- **EXERCISE OBJECTIVE**:
Retype the stretch of the passage on McGriff's baseball career from "McGriff Becomes A" through "led by McGriff.".

This was when he was with the San Diego Padres, who made a blockbuster trade for him in 1990.
McGriff Becomes A Brave
During the 1993 season, McGriff was once again traded.
This time, it was to the Atlanta Braves who were coming off back-to-back World Series appearances in 1991 and 1992.
When he joined the Braves during 1993, the team was nine games behind the San Francisco Giants.
However, in the final 68 games of the season, the team went 51-17 led by McGriff.
Over this short stretch, he hit 19 home runs and tallied 55 RBI.
In the strike-shortened 1994 season, McGriff slugged 34 home runs in just 113 games.
However, his power numbers would drop after this.
In 1995, McGriff was an integral part of the Braves team that won the World Series.
"Freddie McGriff set up the whole lineup and the rest was history!" 🏆
— MLB Network (@MLBNetwork) February 21, 2018
While he is most known for his contributions to these Braves teams, he continued putting together good years as he entered his late-30s.
After an underwhelming 1997 season, he was picked up by the expansion Tampa Bay Devil Rays in the offseason.
Over his last seven seasons, McGriff hit 30-plus home runs three more times.
This made him one of only two players to hit at least 30 home runs in one season for five different teams.
His final one came with the Chicago Cubs in 2002, when he hit 30 home runs in his age 38 season.
In 2003, he went onto the disabled list for the first time in his 18-year career.
Finally, he was released by the Rays whom he rejoined in 2004, marking the end of his MLB career.
Is McGriff HOF Worthy?
When looking at his career story, there are a lot of reasons to carve a spot in Cooperstown for him.
He finished with 493 career home runs, which he spread out pretty evenly throughout his whole career.

- **PROVIDED DATA**:
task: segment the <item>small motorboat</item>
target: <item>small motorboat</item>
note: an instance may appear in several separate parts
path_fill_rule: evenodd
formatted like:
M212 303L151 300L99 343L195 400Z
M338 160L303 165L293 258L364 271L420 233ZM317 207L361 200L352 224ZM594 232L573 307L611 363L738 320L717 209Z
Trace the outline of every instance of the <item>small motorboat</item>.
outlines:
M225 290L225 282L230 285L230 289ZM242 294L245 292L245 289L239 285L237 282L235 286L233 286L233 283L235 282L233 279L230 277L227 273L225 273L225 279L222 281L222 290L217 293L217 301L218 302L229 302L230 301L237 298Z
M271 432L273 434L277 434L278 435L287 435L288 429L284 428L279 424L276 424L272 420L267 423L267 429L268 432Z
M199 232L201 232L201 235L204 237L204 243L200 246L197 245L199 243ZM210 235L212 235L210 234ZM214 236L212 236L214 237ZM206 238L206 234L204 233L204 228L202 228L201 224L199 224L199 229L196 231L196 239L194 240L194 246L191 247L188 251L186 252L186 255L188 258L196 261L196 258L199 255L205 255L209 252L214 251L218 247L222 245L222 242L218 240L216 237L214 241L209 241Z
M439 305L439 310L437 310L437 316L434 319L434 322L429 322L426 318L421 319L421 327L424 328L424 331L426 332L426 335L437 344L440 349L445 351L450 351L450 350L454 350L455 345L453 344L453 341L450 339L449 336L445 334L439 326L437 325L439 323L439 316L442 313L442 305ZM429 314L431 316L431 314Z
==
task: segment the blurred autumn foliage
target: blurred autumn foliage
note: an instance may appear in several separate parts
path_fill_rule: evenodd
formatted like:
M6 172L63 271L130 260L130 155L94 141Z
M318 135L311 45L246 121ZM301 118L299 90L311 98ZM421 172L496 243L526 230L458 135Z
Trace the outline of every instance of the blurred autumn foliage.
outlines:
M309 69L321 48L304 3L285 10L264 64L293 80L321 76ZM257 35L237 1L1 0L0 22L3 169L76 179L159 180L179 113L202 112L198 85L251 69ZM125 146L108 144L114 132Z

- **SOLUTION TO THIS TASK**:
McGriff Becomes A Brave
During the 1993 season, McGriff was once again traded.
This time, it was to the Atlanta Braves who were coming off back-to-back World Series appearances in 1991 and 1992.
When he joined the Braves during 1993, the team was nine games behind the San Francisco Giants.
However, in the final 68 games of the season, the team went 51-17 led by McGriff.